Excerpt to read:
* Start *
Living Daylight is the third extended play by Australian rock music group, Hunters & Collectors, which was issued on 13 April 1987. It was co-produced by the group and Greg Edward; and reached No. 41 on the Australia Singles Chart and No. 25 on the New Zealand Singles Chart.

Background 
After their fourth studio album, Human Frailty, was released in Australia in April 1986 Hunters & Collectors toured North America twice later that year. The band's line-up was John Archer on bass guitar, Doug Falconer on drums, John 'Jack' Howard on trumpet, Robert Miles providing live sound and art design, Mark Seymour on lead vocals, lead guitar, Jeremy Smith on French horn and Michael Waters on trombone, keyboards. They returned to the studio in February 1987 and recorded three songs, co-produced by the band with Greg Edward. These tracks were then released as their third extended play, Living Daylight on 13 April 1987. Rock historian, Ian McFarlane, felt it was "something of a stop-gap measure". The three-track EP appeared on the Australian Top 50 Singles Chart peaking at No. 41 on the Australia Singles Chart and No. 25 in New Zealand. Following its release Hunters & Collectors toured the US and Canada for three months. Upon their return to Australia they went back to the recording studios in September 1987 and recorded their fifth studio album, What's a Few Men?, also co-produced with Edward, which was then released in November.

In July 1991 White Label Records re-issued the band's Human Frailty album on CD, which also included the three tracks from Living Daylight.
* End *
Prompt a:
Render the records starting at the line that contains "the dry grass" and ending at the line that contains "x=370, y=488" as a numbered list, both lines included and blank lines omitted.
The Living Daylight article and the records that follow are unrelated.

Source data:
* Start *
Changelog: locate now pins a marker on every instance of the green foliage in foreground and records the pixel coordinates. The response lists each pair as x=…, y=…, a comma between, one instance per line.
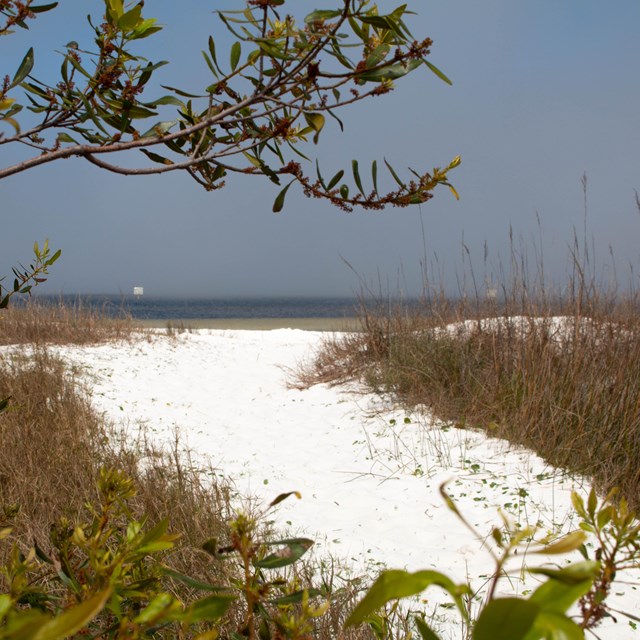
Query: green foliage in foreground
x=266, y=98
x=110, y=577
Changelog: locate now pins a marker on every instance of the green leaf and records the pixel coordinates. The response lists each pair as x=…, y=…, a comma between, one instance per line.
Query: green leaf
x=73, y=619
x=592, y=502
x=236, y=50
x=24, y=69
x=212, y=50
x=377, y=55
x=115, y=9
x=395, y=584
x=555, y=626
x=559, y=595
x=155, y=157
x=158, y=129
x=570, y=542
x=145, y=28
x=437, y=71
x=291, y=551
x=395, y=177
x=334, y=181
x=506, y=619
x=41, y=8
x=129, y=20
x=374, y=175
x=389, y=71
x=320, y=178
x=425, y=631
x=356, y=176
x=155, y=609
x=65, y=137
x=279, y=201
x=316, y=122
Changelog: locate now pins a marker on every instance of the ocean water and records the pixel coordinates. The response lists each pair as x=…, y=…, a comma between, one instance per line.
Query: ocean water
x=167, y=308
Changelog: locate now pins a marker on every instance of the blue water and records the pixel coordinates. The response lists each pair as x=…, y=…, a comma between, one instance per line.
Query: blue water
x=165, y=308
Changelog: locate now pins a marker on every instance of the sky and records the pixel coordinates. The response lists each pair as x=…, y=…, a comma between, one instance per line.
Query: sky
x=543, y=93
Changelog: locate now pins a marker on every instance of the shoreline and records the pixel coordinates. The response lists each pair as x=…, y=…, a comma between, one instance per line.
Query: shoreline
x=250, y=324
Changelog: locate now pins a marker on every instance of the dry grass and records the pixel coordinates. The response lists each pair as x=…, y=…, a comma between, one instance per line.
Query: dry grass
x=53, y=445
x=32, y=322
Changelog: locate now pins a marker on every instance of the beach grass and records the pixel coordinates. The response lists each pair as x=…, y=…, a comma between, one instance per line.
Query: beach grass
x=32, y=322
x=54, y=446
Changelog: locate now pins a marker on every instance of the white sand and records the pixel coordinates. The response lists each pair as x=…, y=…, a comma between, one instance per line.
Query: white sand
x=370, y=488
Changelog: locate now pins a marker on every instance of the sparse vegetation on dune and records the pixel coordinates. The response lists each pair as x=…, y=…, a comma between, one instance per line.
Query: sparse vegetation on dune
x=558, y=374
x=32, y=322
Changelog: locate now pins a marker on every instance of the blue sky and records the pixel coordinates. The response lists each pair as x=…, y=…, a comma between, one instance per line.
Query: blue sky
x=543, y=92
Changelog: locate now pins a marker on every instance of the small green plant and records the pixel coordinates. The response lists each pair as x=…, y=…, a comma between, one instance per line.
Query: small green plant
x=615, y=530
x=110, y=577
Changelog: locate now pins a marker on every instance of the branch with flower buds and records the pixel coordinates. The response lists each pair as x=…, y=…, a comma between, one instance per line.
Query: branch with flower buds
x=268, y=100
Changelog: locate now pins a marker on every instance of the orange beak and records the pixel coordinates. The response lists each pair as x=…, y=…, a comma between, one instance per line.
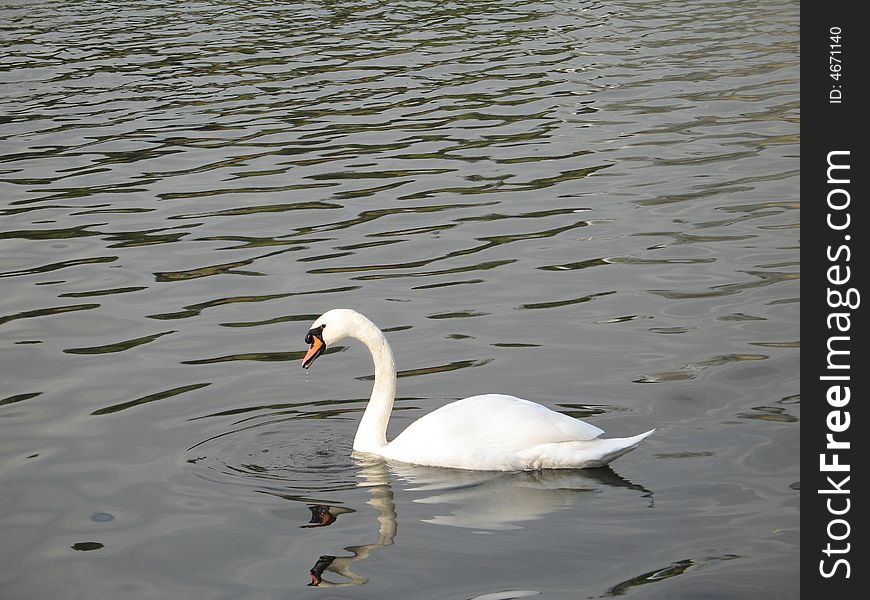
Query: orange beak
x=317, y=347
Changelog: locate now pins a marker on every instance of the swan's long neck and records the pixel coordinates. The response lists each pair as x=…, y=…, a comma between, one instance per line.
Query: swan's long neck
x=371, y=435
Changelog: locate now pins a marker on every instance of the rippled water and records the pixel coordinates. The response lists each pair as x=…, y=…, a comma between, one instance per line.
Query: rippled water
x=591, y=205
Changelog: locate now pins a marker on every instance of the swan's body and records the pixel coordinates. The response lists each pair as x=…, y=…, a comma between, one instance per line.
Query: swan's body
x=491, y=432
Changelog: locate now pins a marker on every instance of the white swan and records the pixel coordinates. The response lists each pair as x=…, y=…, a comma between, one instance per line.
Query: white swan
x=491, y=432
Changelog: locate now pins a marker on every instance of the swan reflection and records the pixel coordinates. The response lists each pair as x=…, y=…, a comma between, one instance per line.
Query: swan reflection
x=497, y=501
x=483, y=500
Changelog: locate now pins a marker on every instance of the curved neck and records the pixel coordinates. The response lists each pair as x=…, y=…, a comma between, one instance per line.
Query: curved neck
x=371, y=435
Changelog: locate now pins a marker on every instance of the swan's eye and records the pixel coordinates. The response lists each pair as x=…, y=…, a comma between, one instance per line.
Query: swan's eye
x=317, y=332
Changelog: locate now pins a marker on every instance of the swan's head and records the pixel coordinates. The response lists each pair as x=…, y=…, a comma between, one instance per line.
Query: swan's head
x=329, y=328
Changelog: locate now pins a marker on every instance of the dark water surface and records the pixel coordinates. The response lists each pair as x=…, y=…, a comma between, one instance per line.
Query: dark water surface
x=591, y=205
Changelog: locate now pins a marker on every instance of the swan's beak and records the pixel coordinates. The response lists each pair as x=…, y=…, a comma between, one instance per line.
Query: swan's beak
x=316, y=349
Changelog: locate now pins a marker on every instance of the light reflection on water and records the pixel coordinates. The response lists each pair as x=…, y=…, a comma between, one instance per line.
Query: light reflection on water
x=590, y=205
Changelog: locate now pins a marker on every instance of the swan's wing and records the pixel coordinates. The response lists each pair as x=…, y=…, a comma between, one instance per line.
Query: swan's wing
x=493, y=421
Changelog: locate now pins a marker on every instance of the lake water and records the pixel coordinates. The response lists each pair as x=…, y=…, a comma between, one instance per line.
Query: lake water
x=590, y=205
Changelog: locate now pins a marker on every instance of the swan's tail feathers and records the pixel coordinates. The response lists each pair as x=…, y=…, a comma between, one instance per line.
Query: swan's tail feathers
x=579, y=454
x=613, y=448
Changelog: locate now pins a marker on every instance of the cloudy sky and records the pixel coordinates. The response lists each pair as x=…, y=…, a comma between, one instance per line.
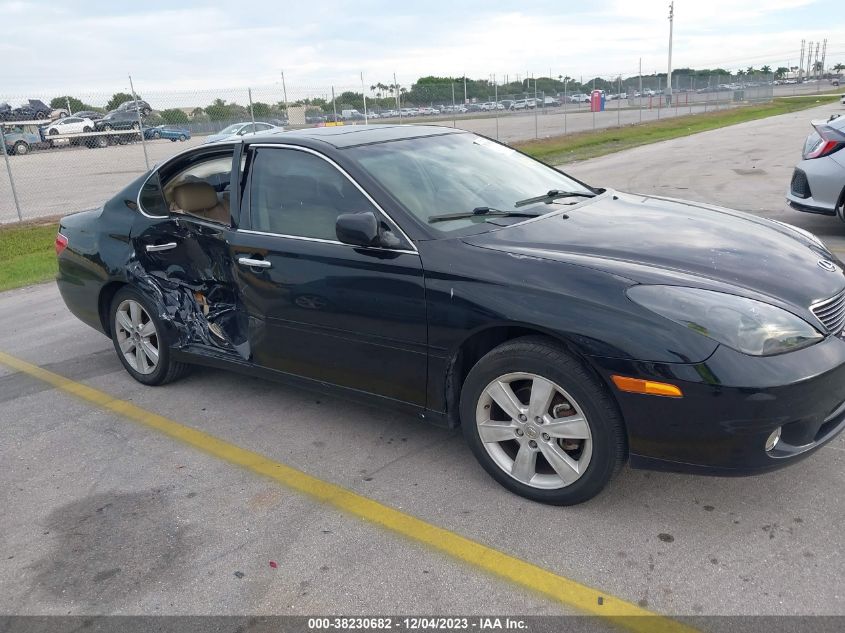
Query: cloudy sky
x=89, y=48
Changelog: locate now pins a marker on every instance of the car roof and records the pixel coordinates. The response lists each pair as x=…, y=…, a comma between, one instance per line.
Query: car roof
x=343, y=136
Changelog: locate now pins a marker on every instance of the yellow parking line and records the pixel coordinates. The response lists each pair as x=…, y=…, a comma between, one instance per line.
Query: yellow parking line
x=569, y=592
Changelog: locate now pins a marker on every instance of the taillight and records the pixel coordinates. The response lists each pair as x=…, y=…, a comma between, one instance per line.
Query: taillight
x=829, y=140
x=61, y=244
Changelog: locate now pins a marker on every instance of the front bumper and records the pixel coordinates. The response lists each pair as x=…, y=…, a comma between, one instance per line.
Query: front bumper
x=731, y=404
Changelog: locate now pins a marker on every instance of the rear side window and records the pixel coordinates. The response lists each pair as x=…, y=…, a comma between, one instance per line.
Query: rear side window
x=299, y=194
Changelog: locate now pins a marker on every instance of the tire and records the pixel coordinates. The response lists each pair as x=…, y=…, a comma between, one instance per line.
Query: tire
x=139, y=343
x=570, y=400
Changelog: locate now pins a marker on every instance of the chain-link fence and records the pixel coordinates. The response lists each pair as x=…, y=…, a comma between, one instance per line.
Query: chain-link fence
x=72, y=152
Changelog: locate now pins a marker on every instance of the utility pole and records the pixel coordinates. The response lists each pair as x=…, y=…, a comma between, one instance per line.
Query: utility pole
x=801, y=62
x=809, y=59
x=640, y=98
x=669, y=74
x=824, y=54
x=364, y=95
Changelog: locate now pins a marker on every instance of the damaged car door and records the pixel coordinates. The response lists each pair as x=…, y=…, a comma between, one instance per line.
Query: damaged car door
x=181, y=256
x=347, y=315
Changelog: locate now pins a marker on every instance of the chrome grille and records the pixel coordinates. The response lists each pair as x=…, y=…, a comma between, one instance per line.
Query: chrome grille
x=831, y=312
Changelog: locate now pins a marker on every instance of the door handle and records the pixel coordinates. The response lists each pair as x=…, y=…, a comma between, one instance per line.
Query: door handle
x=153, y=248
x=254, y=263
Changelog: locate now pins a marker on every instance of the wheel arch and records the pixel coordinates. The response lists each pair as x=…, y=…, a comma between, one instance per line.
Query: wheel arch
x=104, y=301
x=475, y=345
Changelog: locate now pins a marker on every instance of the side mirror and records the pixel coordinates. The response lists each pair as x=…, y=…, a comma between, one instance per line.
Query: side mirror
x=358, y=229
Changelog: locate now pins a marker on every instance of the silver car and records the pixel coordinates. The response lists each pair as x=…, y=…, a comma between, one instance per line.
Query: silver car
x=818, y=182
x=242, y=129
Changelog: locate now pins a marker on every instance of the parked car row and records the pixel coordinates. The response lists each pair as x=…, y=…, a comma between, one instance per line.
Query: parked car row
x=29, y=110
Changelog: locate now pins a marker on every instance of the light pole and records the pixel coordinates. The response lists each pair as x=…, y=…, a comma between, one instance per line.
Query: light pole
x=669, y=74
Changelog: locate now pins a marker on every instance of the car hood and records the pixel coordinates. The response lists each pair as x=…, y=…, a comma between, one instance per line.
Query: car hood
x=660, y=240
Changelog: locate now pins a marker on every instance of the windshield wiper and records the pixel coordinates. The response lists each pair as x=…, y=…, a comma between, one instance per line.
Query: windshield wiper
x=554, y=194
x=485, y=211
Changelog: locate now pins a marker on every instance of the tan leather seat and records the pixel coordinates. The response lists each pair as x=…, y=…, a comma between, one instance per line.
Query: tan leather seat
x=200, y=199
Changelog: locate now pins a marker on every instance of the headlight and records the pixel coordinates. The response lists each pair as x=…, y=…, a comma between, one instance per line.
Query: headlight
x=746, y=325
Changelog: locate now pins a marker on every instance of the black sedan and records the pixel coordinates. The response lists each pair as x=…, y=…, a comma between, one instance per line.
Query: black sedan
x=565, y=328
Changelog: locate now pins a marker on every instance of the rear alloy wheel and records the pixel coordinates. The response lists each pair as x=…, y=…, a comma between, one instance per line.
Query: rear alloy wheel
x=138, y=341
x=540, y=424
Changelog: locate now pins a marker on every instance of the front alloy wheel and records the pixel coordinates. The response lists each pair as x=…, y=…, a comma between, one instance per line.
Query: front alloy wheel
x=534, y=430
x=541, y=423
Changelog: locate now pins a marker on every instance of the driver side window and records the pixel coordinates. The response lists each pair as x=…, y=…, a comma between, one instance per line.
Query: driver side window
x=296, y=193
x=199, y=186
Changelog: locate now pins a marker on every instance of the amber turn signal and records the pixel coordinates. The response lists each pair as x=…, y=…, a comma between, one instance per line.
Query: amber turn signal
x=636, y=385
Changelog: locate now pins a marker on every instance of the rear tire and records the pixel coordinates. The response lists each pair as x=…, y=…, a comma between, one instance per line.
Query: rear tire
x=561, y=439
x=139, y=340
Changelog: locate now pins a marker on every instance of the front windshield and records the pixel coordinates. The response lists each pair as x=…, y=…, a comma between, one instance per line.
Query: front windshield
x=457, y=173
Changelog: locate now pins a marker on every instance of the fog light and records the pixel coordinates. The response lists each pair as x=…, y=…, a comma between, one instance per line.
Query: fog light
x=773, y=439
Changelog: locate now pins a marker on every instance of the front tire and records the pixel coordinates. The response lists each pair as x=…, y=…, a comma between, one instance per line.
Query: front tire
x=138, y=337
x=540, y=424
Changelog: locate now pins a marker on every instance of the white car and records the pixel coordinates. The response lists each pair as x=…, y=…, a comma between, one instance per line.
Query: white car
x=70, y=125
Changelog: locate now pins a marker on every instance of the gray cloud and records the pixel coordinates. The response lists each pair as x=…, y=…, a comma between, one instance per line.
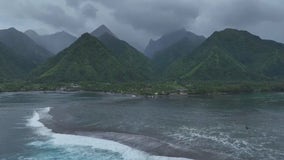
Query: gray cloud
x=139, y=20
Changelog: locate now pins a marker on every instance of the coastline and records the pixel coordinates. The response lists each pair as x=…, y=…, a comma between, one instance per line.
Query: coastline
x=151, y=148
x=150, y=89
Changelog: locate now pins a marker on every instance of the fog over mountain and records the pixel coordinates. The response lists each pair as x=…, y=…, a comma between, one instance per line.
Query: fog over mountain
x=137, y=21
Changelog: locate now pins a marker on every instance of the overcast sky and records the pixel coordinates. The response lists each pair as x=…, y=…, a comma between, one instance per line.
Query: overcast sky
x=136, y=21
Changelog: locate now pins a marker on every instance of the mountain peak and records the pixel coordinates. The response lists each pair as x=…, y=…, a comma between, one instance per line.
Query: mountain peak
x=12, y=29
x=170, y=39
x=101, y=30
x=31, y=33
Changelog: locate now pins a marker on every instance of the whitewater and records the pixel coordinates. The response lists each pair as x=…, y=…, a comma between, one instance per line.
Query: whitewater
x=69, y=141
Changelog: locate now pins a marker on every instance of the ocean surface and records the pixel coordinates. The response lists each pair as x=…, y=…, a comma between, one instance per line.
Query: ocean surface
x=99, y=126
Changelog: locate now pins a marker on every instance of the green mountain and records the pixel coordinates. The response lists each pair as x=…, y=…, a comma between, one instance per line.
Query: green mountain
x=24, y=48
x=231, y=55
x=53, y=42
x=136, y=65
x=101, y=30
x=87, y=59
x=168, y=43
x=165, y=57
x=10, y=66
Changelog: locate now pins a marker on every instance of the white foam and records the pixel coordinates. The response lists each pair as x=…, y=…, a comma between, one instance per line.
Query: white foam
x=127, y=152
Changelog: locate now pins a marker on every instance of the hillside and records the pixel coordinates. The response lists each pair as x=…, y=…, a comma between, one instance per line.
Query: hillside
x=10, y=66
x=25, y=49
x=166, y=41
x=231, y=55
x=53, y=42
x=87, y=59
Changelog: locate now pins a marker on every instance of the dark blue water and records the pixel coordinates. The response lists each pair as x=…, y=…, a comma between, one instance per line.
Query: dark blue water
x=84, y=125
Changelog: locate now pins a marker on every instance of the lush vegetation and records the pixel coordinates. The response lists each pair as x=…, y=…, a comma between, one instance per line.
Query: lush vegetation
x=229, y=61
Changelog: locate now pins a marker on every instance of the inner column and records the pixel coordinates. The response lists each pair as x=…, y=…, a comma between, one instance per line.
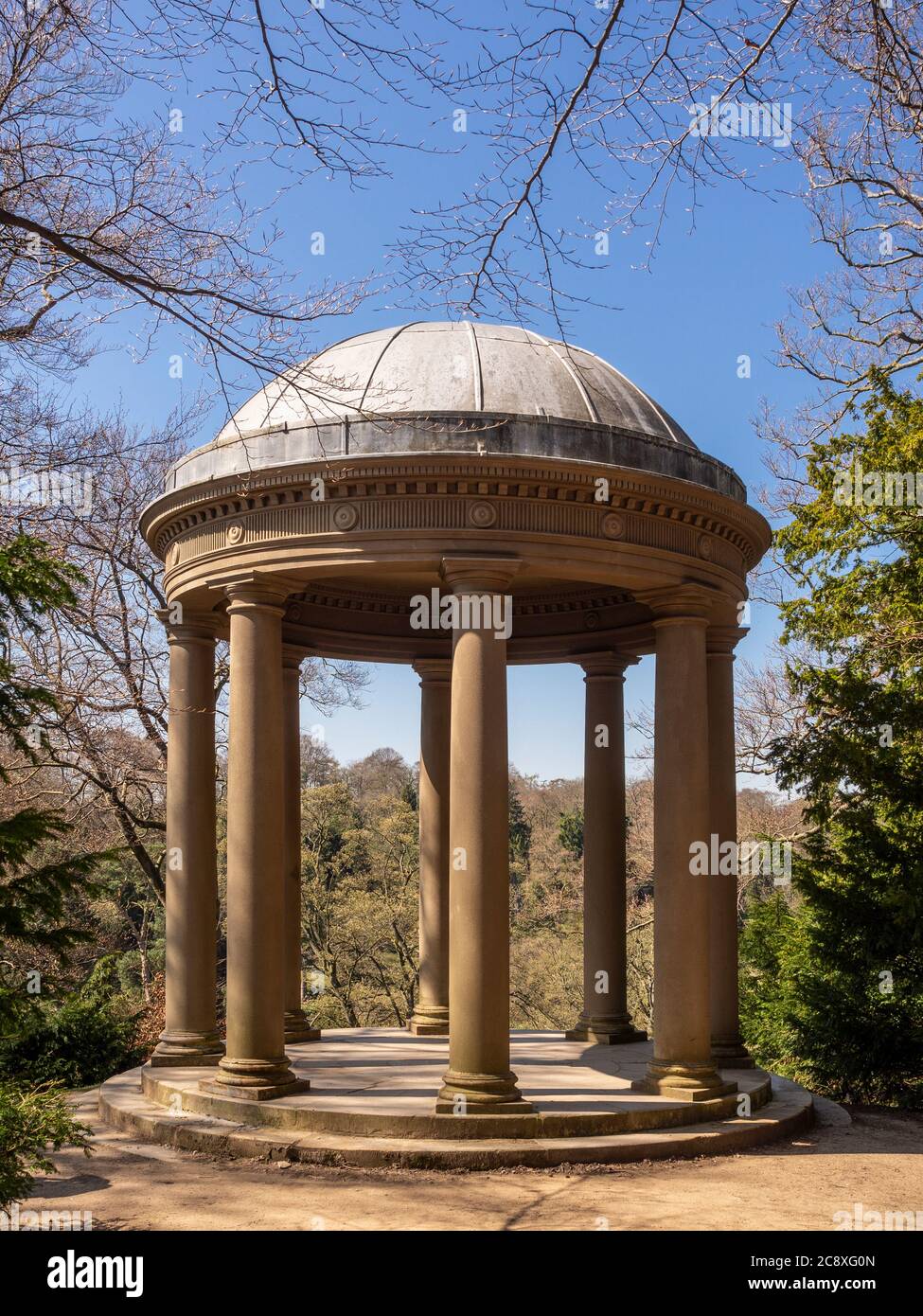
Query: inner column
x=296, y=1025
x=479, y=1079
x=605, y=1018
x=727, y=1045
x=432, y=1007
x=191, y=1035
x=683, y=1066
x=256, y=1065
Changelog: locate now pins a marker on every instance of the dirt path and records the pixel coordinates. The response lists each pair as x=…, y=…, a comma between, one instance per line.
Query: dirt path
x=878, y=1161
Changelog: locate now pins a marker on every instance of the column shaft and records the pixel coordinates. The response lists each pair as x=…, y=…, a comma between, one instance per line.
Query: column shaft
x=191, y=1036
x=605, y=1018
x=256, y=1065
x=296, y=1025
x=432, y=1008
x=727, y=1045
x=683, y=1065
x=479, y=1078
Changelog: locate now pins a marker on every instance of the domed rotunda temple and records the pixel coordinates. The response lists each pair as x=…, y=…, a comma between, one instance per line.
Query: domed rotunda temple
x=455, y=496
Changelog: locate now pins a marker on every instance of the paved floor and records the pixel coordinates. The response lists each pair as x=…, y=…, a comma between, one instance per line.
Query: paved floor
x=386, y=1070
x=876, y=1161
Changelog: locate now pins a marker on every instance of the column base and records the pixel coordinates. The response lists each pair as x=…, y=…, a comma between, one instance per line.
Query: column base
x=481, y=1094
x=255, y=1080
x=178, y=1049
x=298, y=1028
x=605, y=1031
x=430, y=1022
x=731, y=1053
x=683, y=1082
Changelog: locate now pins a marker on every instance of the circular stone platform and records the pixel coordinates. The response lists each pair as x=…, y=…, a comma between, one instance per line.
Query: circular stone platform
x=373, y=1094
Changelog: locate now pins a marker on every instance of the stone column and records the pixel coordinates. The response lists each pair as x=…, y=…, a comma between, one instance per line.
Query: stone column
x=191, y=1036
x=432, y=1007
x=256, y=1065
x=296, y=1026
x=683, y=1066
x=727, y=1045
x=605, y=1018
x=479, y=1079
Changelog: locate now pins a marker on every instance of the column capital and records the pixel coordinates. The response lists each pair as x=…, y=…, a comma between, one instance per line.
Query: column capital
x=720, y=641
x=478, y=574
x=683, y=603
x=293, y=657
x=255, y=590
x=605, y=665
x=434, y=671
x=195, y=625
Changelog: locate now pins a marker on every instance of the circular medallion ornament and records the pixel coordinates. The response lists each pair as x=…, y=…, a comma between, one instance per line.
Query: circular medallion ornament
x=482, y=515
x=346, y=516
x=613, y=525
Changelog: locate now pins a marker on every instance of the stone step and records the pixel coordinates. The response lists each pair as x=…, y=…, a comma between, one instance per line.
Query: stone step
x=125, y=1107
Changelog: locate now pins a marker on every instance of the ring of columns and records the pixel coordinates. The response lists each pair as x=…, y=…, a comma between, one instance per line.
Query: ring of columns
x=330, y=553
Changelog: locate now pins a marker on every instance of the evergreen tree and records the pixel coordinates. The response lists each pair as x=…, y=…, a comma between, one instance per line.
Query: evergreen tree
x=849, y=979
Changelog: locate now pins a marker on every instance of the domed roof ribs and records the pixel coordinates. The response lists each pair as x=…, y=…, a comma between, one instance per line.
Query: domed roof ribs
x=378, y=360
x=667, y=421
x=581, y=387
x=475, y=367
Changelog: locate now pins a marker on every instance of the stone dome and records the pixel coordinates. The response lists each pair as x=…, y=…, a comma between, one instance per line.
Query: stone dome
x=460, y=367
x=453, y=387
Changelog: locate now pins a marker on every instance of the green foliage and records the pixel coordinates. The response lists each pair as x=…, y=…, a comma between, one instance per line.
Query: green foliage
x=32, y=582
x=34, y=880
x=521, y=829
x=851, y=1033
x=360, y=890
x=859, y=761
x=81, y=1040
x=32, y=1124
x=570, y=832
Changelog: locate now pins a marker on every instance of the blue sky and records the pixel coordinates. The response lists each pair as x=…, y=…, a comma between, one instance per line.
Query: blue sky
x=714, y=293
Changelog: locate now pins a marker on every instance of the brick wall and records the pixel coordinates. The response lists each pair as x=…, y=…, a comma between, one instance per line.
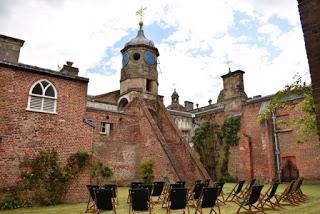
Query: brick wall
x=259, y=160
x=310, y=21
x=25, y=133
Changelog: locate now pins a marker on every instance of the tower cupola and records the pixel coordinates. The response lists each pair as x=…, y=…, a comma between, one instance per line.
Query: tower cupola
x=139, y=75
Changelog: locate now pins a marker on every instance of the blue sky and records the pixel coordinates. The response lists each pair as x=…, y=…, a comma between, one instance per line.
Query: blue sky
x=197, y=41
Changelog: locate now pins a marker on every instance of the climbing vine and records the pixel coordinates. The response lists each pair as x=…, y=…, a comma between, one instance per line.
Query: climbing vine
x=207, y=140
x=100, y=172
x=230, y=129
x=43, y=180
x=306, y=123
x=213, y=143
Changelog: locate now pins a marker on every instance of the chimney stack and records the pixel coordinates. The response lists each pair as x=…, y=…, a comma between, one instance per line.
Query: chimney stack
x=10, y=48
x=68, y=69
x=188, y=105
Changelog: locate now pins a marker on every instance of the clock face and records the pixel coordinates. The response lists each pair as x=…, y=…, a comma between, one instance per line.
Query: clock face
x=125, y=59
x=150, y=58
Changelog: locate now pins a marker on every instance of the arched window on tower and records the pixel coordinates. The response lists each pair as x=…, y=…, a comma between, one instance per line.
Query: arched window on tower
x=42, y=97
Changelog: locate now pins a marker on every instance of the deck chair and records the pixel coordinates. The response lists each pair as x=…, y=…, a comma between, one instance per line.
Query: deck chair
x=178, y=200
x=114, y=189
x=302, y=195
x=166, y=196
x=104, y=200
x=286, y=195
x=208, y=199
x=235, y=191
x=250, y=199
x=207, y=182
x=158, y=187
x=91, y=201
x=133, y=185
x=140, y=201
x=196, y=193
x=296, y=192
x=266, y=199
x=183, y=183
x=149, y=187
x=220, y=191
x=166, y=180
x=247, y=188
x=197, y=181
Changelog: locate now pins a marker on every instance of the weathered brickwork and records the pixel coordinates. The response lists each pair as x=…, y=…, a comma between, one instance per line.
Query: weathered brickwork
* End *
Prompt b:
Reproduce the Living Daylight article in full, word for word.

Problem solution a:
1. Changelog: locate now pins a marker on every instance of the dry grass and records the pixel coordinates. The response lists each pair as x=…, y=…, a comma between, one instance per line.
2. Query: dry grass
3. x=53, y=445
4. x=32, y=322
5. Changelog: locate now pins a marker on every instance of the beach grass and records the pixel coordinates. The response lists each pair as x=…, y=…, a comma between, one instance per line.
6. Query: beach grass
7. x=32, y=322
8. x=54, y=446
9. Changelog: locate now pins a marker on every instance of the white sand and records the pixel coordinates. The response lists each pair as x=…, y=…, a comma between, one instance per line.
10. Query: white sand
11. x=370, y=488

Problem solution b:
Living Daylight is the third extended play by Australian rock music group, Hunters & Collectors, which was issued on 13 April 1987. It was co-produced by the group and Greg Edward; and reached No. 41 on the Australia Singles Chart and No. 25 on the New Zealand Singles Chart.

Background 
After their fourth studio album, Human Frailty, was released in Australia in April 1986 Hunters & Collectors toured North America twice later that year. The band's line-up was John Archer on bass guitar, Doug Falconer on drums, John 'Jack' Howard on trumpet, Robert Miles providing live sound and art design, Mark Seymour on lead vocals, lead guitar, Jeremy Smith on French horn and Michael Waters on trombone, keyboards. They returned to the studio in February 1987 and recorded three songs, co-produced by the band with Greg Edward. These tracks were then released as their third extended play, Living Daylight on 13 April 1987. Rock historian, Ian McFarlane, felt it was "something of a stop-gap measure". The three-track EP appeared on the Australian Top 50 Singles Chart peaking at No. 41 on the Australia Singles Chart and No. 25 in New Zealand. Following its release Hunters & Collectors toured the US and Canada for three months. Upon their return to Australia they went back to the recording studios in September 1987 and recorded their fifth studio album, What's a Few Men?, also co-produced with Edward, which was then released in November.

In July 1991 White Label Records re-issued the band's Human Frailty album on CD, which also included the three tracks from Living Daylight.